Make an exact reproduction of all the data.

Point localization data
== == ==

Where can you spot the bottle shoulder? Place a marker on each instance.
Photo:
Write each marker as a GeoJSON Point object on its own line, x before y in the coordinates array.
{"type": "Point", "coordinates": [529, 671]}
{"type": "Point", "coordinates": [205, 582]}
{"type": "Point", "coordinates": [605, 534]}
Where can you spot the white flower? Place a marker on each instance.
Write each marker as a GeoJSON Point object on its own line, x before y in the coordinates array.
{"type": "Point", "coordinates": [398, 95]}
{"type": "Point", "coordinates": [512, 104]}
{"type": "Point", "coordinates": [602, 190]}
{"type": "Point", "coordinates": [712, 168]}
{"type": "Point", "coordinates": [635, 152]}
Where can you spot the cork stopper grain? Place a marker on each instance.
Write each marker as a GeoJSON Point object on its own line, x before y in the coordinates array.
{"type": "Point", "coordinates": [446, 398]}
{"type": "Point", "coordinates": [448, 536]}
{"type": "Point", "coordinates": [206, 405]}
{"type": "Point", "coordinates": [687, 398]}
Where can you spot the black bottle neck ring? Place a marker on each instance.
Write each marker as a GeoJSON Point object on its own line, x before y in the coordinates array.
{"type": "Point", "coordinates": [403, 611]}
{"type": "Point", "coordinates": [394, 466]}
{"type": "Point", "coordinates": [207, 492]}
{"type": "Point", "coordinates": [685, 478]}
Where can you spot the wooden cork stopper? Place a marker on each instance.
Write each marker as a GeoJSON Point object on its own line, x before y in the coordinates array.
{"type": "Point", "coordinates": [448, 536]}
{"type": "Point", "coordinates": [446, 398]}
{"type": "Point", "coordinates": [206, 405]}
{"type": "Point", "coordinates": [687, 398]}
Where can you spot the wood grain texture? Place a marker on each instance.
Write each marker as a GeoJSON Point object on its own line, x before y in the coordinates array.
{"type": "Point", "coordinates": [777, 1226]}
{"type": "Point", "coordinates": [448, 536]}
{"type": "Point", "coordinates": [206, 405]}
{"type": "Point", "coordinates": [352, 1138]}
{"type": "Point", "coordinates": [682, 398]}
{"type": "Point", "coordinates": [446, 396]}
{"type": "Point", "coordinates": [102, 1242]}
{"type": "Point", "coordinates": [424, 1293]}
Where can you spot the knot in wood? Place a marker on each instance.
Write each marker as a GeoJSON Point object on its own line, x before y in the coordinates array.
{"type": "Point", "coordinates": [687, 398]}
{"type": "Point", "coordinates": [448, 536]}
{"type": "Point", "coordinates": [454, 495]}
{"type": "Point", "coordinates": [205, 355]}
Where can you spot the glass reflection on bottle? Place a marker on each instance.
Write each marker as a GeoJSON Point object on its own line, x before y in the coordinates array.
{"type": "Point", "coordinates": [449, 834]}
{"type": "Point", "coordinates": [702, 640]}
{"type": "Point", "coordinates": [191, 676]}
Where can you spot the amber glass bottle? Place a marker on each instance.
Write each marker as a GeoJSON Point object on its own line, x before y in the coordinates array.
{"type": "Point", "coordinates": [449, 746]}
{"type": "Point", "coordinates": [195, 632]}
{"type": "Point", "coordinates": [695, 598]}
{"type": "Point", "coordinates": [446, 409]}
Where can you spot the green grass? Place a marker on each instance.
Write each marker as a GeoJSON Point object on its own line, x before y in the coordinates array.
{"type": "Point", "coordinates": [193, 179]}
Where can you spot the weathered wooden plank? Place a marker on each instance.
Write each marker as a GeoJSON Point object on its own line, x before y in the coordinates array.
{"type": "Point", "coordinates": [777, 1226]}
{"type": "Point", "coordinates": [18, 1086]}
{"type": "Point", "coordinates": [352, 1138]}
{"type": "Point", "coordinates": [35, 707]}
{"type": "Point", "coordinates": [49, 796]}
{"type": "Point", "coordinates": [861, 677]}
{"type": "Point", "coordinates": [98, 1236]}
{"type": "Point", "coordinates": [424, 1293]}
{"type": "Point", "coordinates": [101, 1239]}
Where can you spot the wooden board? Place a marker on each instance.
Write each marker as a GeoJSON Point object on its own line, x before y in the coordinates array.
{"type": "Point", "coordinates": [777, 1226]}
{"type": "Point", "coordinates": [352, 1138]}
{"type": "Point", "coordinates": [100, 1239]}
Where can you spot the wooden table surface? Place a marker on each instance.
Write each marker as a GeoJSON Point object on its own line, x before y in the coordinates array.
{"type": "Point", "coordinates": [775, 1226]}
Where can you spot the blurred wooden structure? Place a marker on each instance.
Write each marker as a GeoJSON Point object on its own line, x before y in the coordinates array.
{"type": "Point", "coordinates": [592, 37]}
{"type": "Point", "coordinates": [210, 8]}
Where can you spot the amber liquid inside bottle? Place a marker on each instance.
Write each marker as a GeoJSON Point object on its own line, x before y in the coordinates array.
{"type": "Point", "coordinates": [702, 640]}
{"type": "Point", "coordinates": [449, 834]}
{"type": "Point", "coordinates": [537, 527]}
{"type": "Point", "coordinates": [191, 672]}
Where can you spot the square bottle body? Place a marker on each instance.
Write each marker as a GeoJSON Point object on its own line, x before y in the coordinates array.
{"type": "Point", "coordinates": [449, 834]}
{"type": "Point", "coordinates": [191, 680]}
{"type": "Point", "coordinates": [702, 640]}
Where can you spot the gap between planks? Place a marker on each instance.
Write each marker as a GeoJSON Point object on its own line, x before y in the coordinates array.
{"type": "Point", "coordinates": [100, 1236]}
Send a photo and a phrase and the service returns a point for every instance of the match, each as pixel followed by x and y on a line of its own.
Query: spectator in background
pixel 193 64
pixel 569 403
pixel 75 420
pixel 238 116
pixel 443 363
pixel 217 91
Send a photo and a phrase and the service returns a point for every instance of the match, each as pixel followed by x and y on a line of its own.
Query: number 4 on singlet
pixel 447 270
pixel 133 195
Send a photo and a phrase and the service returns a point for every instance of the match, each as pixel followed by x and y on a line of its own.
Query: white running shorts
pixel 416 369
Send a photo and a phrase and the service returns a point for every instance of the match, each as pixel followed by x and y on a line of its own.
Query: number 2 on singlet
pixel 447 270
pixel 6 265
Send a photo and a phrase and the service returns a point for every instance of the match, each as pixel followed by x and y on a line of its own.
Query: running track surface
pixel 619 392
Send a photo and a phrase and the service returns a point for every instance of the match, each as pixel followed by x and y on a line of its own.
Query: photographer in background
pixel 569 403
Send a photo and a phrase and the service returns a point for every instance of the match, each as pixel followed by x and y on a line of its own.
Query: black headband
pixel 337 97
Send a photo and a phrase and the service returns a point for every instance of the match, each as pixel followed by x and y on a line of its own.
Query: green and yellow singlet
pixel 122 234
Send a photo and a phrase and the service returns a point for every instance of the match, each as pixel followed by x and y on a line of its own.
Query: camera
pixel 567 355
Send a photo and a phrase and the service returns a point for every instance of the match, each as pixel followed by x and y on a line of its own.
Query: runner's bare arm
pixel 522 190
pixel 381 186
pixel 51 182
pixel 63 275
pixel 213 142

== == ==

__OUTPUT__:
Where can you spot the bottle shoulder? Place a marker on each instance.
Photo:
Write each marker as a GeoJSON Point object on its own line, x before y in the coordinates array.
{"type": "Point", "coordinates": [529, 671]}
{"type": "Point", "coordinates": [205, 582]}
{"type": "Point", "coordinates": [605, 534]}
Where can you spot the white flower? Place a marker on each instance.
Write each marker as a GeoJSON Point object on its own line, x before y in the coordinates array.
{"type": "Point", "coordinates": [398, 95]}
{"type": "Point", "coordinates": [512, 104]}
{"type": "Point", "coordinates": [602, 190]}
{"type": "Point", "coordinates": [712, 168]}
{"type": "Point", "coordinates": [635, 152]}
Where can you spot the cork stopper grain? Place a marker on each instance.
Write each marker as a GeoJSON Point object on its own line, x before y in the coordinates array.
{"type": "Point", "coordinates": [446, 398]}
{"type": "Point", "coordinates": [448, 536]}
{"type": "Point", "coordinates": [206, 405]}
{"type": "Point", "coordinates": [687, 398]}
Where can you spot the black bottle neck ring? Place a marker on each instance.
Write each marker as a GeoJSON Point object on its own line, x before y in the coordinates array.
{"type": "Point", "coordinates": [403, 611]}
{"type": "Point", "coordinates": [394, 466]}
{"type": "Point", "coordinates": [207, 492]}
{"type": "Point", "coordinates": [685, 478]}
Where can you spot the wooden cork stopper? Place a marker on each instance.
Write each marker as a GeoJSON Point object on its own line, x before y in the coordinates array.
{"type": "Point", "coordinates": [448, 536]}
{"type": "Point", "coordinates": [446, 398]}
{"type": "Point", "coordinates": [206, 405]}
{"type": "Point", "coordinates": [687, 398]}
Where can you spot the wood grain texture? Place a marker on each instance.
Write each marker as a GeoJSON Point object on its own line, x before y in the coordinates array.
{"type": "Point", "coordinates": [777, 1226]}
{"type": "Point", "coordinates": [448, 536]}
{"type": "Point", "coordinates": [206, 405]}
{"type": "Point", "coordinates": [352, 1138]}
{"type": "Point", "coordinates": [682, 398]}
{"type": "Point", "coordinates": [446, 396]}
{"type": "Point", "coordinates": [102, 1242]}
{"type": "Point", "coordinates": [424, 1293]}
Where can you spot the knot in wood? Place a marker on each instance.
Write each marker as a GeoJSON Point object on its own line, x before y in the coordinates array.
{"type": "Point", "coordinates": [687, 398]}
{"type": "Point", "coordinates": [448, 536]}
{"type": "Point", "coordinates": [454, 495]}
{"type": "Point", "coordinates": [205, 355]}
Where can you spot the glass reflection on bottle? Place a marker on each instance.
Write each marker as a GeoJSON Point object on its own line, x before y in the coordinates array.
{"type": "Point", "coordinates": [449, 834]}
{"type": "Point", "coordinates": [702, 640]}
{"type": "Point", "coordinates": [191, 676]}
Where can you spot the amber glass bottle? Place a marker on each instance.
Write each marker as a GeoJSON Point object on its own line, x before y in the coordinates array.
{"type": "Point", "coordinates": [449, 746]}
{"type": "Point", "coordinates": [195, 632]}
{"type": "Point", "coordinates": [695, 598]}
{"type": "Point", "coordinates": [446, 409]}
Where can you spot the green grass? Place a marker on each instance.
Write each marker as a GeoJSON Point object on its own line, x before y in the coordinates array.
{"type": "Point", "coordinates": [193, 179]}
Where can you spot the weathered wooden plank? Place a marker on each instance.
Write each marker as a GeoJSON Point object on its own line, x before y in the coordinates array.
{"type": "Point", "coordinates": [777, 1226]}
{"type": "Point", "coordinates": [18, 1086]}
{"type": "Point", "coordinates": [352, 1138]}
{"type": "Point", "coordinates": [35, 707]}
{"type": "Point", "coordinates": [49, 796]}
{"type": "Point", "coordinates": [861, 677]}
{"type": "Point", "coordinates": [98, 1236]}
{"type": "Point", "coordinates": [424, 1293]}
{"type": "Point", "coordinates": [101, 1239]}
Where can you spot the wooden board? Place a marker on each instance.
Write each marker as a GeoJSON Point object on its own line, x before y in the coordinates array.
{"type": "Point", "coordinates": [777, 1226]}
{"type": "Point", "coordinates": [352, 1138]}
{"type": "Point", "coordinates": [100, 1239]}
Where can you spot the wooden table surface? Place a marker on each instance.
Write each marker as a GeoJSON Point object on its own line, x before y in the coordinates array.
{"type": "Point", "coordinates": [775, 1226]}
Where can you spot the blurred wooden structure? Place a marker on each instance.
Write each marker as a GeoJSON Point object on its own line, x before y in the coordinates array.
{"type": "Point", "coordinates": [592, 37]}
{"type": "Point", "coordinates": [210, 8]}
Where can you spot the amber liquid inside bottle? Place a marker on each instance.
Write each marker as a GeoJSON Point object on its own line, x before y in the coordinates array.
{"type": "Point", "coordinates": [702, 640]}
{"type": "Point", "coordinates": [449, 834]}
{"type": "Point", "coordinates": [537, 527]}
{"type": "Point", "coordinates": [191, 672]}
Where can you spot the square bottle body? Place a marker on each instance.
Write each marker as a GeoJSON Point object on its own line, x before y in the coordinates array.
{"type": "Point", "coordinates": [449, 834]}
{"type": "Point", "coordinates": [191, 680]}
{"type": "Point", "coordinates": [702, 640]}
Where can you spot the gap between planks? Place a marker on each instance.
Write each marker as a GeoJSON Point object on its own line, x before y in the coordinates array.
{"type": "Point", "coordinates": [100, 1236]}
Send a photo and a phrase and the service returns a point for every instance of the match, each as pixel followed by x and y on a line of its own.
Query: spectator in background
pixel 193 64
pixel 569 403
pixel 75 420
pixel 238 116
pixel 443 363
pixel 217 91
Send a photo and a phrase and the service returns a point for every instance of the match, each as pixel followed by x and y on a line of its own.
Query: number 4 on singlet
pixel 447 270
pixel 133 195
Send a photo and a phrase and the service returns a point for every instance of the match, each as pixel followed by x and y on a line of its own.
Query: white running shorts
pixel 416 369
Send a photo and a phrase and the service returns a point for every instance of the match, each as pixel followed by x and y on a line of its own.
Query: number 2 on singlet
pixel 447 270
pixel 6 265
Send a photo and a phrase and the service returns a point for every instance of the match, each as pixel followed by x and y on a line of its own.
Query: running track surface
pixel 619 392
Send a photo and a phrase and the service returns a point for every instance of the match, each as pixel followed by x and y on a line of its own.
Query: photographer in background
pixel 569 403
Send a photo and a phrase and the service returns a point for every instance of the match, each as pixel followed by x and y on a line of its own.
Query: black headband
pixel 337 97
Send a photo and a phrase and the service returns a point for every instance of the match, each as pixel followed by x and y on a line of its own.
Query: green and yellow singlet
pixel 122 234
Send a photo and a phrase and the service returns a point for every instance of the match, each as pixel followed by x and y on a line of its own.
Query: camera
pixel 567 355
Send a photo and a phrase and the service returns a point for every instance of the match, each as pixel followed by x and y on a line of its own.
Query: runner's bare arm
pixel 522 190
pixel 381 186
pixel 51 182
pixel 63 275
pixel 213 142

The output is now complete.